Point annotation records
════════

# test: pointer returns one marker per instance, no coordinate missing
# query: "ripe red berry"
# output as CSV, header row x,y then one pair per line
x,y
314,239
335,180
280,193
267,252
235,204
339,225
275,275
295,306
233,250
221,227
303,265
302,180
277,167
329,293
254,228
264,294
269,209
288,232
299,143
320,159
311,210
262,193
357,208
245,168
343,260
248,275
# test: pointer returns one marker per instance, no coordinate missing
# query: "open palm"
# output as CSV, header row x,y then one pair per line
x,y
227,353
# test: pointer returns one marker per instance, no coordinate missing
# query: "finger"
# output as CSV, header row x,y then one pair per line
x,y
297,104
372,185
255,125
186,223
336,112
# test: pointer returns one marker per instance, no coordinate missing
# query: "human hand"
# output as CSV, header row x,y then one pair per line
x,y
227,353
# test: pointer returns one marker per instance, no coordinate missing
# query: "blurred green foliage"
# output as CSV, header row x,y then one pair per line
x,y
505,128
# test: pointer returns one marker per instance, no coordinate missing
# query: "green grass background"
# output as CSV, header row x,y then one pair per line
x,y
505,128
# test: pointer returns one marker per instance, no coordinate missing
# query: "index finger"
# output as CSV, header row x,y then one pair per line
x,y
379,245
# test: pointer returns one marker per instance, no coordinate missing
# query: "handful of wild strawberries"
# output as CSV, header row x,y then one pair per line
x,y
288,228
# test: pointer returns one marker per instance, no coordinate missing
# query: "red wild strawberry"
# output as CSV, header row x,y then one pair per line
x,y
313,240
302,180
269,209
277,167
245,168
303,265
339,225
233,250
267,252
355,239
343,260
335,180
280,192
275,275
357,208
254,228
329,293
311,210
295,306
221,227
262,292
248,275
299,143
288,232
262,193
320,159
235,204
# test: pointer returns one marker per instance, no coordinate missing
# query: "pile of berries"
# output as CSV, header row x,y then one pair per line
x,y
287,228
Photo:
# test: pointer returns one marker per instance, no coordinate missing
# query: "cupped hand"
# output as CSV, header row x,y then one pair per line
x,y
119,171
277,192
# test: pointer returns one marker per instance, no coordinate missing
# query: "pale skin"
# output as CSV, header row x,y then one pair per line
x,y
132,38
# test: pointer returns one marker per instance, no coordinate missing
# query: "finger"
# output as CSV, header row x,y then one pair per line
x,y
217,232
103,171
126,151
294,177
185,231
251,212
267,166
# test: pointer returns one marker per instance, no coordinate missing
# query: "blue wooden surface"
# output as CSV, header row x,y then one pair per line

════════

# [Problem details]
Pull out each line of the records that contains the string "green". Case counts.

# [Answer to this problem]
# query: "blurred green foliage"
# query: "green grass background"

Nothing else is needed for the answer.